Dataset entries
*** Block opens ***
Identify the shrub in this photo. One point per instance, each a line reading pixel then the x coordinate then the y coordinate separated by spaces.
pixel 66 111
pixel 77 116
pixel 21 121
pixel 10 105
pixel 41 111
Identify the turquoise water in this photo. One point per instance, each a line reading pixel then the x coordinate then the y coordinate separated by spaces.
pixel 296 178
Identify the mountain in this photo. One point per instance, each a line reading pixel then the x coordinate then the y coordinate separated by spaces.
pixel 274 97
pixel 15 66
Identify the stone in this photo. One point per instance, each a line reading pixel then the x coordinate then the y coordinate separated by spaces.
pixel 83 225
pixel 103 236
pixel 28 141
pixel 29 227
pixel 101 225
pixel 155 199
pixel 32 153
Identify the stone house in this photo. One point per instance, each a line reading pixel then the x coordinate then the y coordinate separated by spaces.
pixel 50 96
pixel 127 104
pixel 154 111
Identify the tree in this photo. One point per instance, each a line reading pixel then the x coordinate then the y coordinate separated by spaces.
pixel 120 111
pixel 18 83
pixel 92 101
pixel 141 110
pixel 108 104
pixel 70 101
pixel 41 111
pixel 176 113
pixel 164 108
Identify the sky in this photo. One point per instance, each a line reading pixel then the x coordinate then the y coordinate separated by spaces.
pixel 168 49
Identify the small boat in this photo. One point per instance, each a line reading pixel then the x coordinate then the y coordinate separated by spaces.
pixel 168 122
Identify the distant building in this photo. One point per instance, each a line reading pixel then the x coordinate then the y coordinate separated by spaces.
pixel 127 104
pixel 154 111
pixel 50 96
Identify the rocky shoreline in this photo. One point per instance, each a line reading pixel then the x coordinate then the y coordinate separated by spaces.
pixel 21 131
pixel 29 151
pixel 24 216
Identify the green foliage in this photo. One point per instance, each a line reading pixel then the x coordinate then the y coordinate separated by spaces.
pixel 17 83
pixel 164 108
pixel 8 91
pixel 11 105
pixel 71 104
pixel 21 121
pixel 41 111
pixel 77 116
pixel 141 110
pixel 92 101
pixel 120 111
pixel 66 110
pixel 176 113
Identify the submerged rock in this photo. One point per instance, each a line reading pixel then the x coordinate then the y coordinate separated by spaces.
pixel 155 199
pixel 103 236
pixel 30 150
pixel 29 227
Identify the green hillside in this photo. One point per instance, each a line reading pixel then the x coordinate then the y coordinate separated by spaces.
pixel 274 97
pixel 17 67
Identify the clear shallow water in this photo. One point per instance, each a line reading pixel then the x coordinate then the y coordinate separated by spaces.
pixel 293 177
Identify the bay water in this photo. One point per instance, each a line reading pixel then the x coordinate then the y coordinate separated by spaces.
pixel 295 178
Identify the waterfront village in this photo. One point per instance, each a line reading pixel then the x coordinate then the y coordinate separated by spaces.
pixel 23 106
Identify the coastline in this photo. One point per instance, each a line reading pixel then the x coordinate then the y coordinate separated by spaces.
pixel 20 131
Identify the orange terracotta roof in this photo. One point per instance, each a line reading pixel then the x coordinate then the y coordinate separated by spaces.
*** Block closes ***
#### WHAT IS NEEDED:
The records above are to be duplicated exactly, every one of them.

#### TASK RESULT:
Identify the shrub in this photo. One point per instance, each a line reading pixel then the x coordinate then the y coordinate separated by spaces.
pixel 66 111
pixel 77 116
pixel 21 121
pixel 10 105
pixel 41 111
Identify the turquoise water in this photo. One point per instance, each a line reading pixel then the x coordinate then the y coordinate separated by spaces.
pixel 296 178
Identify the mountain in this photo. One point per instance, each a line reading pixel then the x coordinate then the y coordinate separated by spaces.
pixel 274 97
pixel 15 66
Identify the stone in this photo. One point per instance, each a line reading pixel then the x coordinate then the y coordinate separated by spaces.
pixel 83 225
pixel 103 236
pixel 28 141
pixel 29 227
pixel 101 225
pixel 155 199
pixel 32 153
Identify the stone house in this photo. One point per instance, each a line reading pixel then the x coordinate then the y coordinate separated by spaces.
pixel 50 96
pixel 127 104
pixel 154 111
Identify the tree in this photo. One point per instance, each a line reading pixel then the x coordinate then the y coordinate separated by spaces.
pixel 120 111
pixel 18 83
pixel 92 101
pixel 141 110
pixel 108 104
pixel 70 101
pixel 41 111
pixel 176 113
pixel 164 108
Identify the sky in this photo. One point per instance, each a line reading pixel then the x coordinate then the y coordinate separated by spaces.
pixel 168 49
Identify the small boat in this photo. One point per instance, each a line reading pixel then the x coordinate then the y coordinate separated by spaces.
pixel 168 122
Identify the distant building in this photo. One point per instance, each a line reading pixel then the x coordinate then the y coordinate separated by spaces.
pixel 127 104
pixel 154 111
pixel 50 96
Identify the rocky shoreline in this photo. One point per instance, each a line reading pixel then the x coordinate then the y coordinate separated by spaces.
pixel 21 131
pixel 29 151
pixel 24 216
Identify the green foliage in this photo. One point per instance, each a line reading pixel then the x coordinate then the y coordinate separated by spaces.
pixel 17 83
pixel 164 108
pixel 8 91
pixel 11 105
pixel 71 104
pixel 21 121
pixel 41 111
pixel 77 116
pixel 141 110
pixel 92 101
pixel 120 111
pixel 66 110
pixel 176 113
Identify the submerged rock in this photo. One point per instance, each a line reading pixel then the x coordinate then the y coordinate separated by spaces.
pixel 155 199
pixel 103 236
pixel 30 150
pixel 29 227
Identify the green hillside in this photo. One point per instance, each a line reading pixel then the x coordinate then the y coordinate separated by spaces.
pixel 274 97
pixel 17 67
Identify the clear shallow water in this photo. One point per instance, each a line reading pixel then the x coordinate then the y coordinate separated by spaces.
pixel 293 177
Identify the bay water in this photo. One point per instance, each a line reading pixel then the x coordinate then the y coordinate separated by spaces.
pixel 295 178
Identify the waterfront village in this photo. One point per instance, each a line reading pixel then the x coordinate then the y coordinate separated by spaces.
pixel 23 106
Identify the coastline in this photo. One point per instance, each a line reading pixel then the x coordinate then the y coordinate separated by spaces.
pixel 20 131
Identify the orange terracotta roof in this photo. One point per instance, each a line reading pixel then the x coordinate then the y coordinate separated by spaces.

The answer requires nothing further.